◆ **Trecho para leitura**
■ ■ ■ ■ ■ ■ ■

Por que o senhor e o grupo dos Ferreira Gomes mudaram tanto de partido nos últimos anos?

Por coerência. A primeira mudança nossa, do PSB para o Pros, se deu porque, na época, o diretório estadual do PSB decidiu de que o melhor caminho seria continuar na base de apoio da então presidenta Dilma. Tivemos uma franca conversa com o diretório nacional do PSB, para ver se era irreversível a possibilidade de uma candidatura própria [a de Eduardo Campos, em 2014]. Para não corrermos o risco de sairmos de nossas convicções, decidimos ir para um partido pequeno. A lei só permitia a mudança para um partido novo, na verdade. Depois, dentro do Pros, havia problemas na agenda burocrática e grande parte dos diretórios que fundaram o Pros passaram por dificuldades. Diante desse cenário, migramos para o PDT. Hoje, estamos muito confortáveis e gratos pela acolhida generosa.

O senhor não acha que ter participado de três partidos durante o seu mandato é injusto ou incoerente com os votos que o senhor recebeu e com a coligação que foi eleita?

Não. No Brasil, os eleitores têm cada vez menos identidade com os partidos políticos. Com estrutura partidária múltipla, heterogênea e pouco clara — principalmente para os cargos executivos, que são eleitos com base nas propostas, não na legenda —, o eleitor cada vez menos se identifica com o partido e cada vez mais com os próprios candidatos. Não saímos por prazer, mas pelos circunstâncias políticas nacionais, que estavam fora do nosso escopo. Seria esquisito se eu não fizesse que me comprometi a fazer e atrapalhasse a cidade de Fortaleza. Todas essas mudanças foram devidamente explicadas, nós demos satisfação às pessoas, à cidade, ao estado. Felizmente, como sempre tive o cuidado de explicar as razões, ao final do meu mandato, tenho a segunda melhor avaliação do Ibope, entre as 12 maiores capitais brasileiras.

■ ■ ■ ■ ■ ■ ■

◆ **Dados registrados**
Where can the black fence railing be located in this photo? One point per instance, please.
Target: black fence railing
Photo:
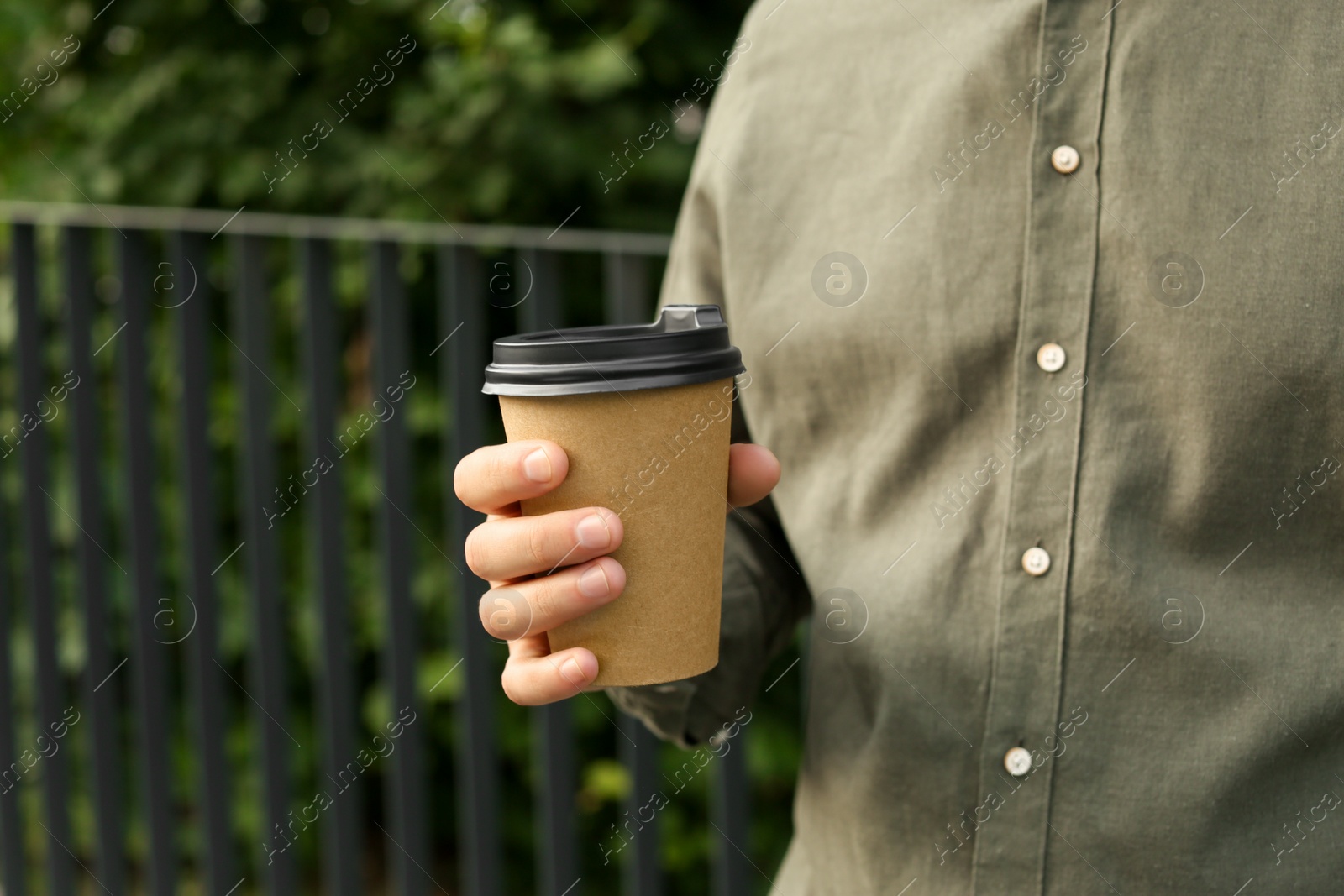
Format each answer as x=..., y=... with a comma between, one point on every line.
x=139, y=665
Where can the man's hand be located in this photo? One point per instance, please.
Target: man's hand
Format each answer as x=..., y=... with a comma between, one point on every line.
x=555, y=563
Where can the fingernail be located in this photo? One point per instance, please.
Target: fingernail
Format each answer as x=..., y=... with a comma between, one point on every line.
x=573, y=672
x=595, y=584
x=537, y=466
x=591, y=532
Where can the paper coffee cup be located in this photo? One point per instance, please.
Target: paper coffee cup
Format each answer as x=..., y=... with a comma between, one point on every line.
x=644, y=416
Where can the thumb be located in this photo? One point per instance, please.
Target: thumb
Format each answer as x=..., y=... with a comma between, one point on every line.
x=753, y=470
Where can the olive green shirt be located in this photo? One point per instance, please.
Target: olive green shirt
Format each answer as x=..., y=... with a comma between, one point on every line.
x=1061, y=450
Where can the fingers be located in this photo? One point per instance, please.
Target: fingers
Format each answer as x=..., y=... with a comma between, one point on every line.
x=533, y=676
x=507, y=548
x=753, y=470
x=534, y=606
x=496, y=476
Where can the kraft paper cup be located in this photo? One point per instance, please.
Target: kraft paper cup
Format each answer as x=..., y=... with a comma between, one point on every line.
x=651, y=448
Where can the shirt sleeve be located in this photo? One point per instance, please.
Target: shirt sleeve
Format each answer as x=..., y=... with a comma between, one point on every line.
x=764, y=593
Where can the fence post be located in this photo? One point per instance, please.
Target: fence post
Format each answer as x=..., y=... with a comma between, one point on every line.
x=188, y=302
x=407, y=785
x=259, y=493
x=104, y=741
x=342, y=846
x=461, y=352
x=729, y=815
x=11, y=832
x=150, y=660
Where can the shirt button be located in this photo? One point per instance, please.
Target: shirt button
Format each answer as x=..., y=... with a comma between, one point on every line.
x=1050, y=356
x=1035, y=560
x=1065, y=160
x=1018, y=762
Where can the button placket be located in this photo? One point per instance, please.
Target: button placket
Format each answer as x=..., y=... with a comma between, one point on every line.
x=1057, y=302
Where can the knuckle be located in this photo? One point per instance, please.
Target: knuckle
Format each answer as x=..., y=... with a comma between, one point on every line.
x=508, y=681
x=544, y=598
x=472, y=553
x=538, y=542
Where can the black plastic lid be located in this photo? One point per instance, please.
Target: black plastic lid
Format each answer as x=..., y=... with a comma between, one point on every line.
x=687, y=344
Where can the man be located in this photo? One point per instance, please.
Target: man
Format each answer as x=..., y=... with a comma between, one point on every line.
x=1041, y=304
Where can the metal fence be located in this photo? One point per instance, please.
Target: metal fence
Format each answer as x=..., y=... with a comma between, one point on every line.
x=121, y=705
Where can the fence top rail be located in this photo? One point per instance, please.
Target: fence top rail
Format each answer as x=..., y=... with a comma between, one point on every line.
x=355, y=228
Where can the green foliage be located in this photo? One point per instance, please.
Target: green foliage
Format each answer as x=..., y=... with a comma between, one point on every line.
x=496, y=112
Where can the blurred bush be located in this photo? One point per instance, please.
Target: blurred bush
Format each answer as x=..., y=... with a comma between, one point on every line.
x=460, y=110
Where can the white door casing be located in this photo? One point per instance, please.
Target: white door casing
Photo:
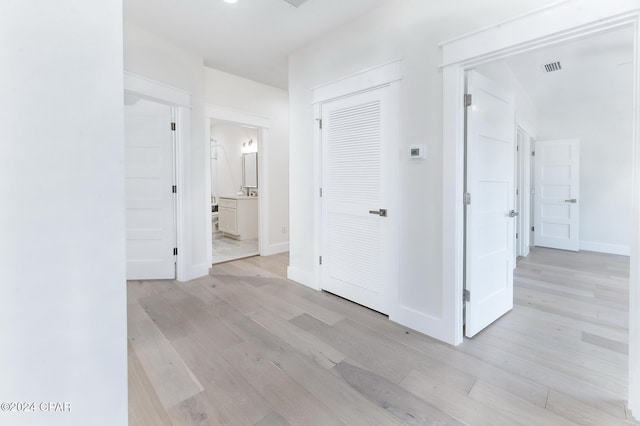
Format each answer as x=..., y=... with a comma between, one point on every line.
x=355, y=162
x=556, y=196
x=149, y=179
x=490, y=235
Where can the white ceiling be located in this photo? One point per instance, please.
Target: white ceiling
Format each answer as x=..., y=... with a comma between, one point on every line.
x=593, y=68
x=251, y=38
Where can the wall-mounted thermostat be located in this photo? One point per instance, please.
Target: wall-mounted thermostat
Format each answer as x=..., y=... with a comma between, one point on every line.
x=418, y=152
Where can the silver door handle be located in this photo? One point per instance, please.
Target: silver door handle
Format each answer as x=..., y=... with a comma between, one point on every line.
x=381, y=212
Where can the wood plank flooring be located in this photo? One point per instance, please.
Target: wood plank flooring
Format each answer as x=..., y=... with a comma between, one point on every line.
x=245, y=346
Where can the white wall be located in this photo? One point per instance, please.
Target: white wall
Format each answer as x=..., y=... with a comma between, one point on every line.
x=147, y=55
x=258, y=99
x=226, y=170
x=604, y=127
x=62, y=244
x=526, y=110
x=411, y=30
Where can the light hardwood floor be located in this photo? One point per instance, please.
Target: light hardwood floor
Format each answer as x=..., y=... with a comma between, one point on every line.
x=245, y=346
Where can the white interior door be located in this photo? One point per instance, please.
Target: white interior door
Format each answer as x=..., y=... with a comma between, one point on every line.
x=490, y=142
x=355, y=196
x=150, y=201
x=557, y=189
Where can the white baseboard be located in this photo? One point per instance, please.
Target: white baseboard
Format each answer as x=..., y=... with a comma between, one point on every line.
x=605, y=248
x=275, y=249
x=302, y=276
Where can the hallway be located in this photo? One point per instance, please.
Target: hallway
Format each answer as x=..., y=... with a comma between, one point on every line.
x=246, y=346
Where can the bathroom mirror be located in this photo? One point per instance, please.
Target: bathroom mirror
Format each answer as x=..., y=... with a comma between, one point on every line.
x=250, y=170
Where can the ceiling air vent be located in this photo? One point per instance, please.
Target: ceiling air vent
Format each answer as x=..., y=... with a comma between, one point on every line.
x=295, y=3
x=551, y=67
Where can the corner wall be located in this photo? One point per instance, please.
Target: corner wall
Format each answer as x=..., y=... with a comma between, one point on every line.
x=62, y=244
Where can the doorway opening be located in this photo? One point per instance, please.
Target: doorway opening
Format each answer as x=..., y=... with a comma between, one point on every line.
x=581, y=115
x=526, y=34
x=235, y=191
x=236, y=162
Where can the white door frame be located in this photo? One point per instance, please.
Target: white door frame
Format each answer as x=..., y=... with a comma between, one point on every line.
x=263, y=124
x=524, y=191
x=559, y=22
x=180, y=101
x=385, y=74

■ ■ ■ ■ ■ ■ ■

◆ **O que se pede**
Escreva a continuação da entrevista sobre as trocas de partido do grupo dos Ferreira Gomes, começando logo após a última frase apresentada.

◆ **Resposta do exercício**
Apesar de o seu partido ter permanecido ao lado do PT nacional, o ex-presidente Lula apoia Luizianne Lins em Fortaleza. Sentem falta de apoio nacional?

Eleições municipais são muito locais. As questões são próprias da realidade política e administrativa do município. O que está em jogo é a biografia, a história de realizações e as propostas de cada um. A interferência de lideranças nacionais e do próprio cenário político nacional nesta eleição é mínima, eu diria que quase nula.

Essa turbulência com o PT no cenário nacional, inclusive com o ex-governador Cid Gomes tendo abdicado do cargo de ministro da Educação e com Ciro Gomes tendo ficado chateado com Lula por não ter saído candidato à presidência, isso atrapalhou a atração de investimentos para Fortaleza?

Não. A gente sempre estabeleceu uma relação de aliança. A rixa que houve foi com o PMDB. Não tive qualquer dificuldade de acesso a recursos ou apoio da presidenta Dilma. Tanto que, mesmo com recessão, estamos realizando o maior investimento público real da história recente de Fortaleza. Isso graças a parcerias com governo estadual, governo federal, financiamentos com bancos nacionais (BNDES, Banco do Brasil e Caixa), e financiamentos também internacionais que precisam de aval federal. Então, não posso me queixar.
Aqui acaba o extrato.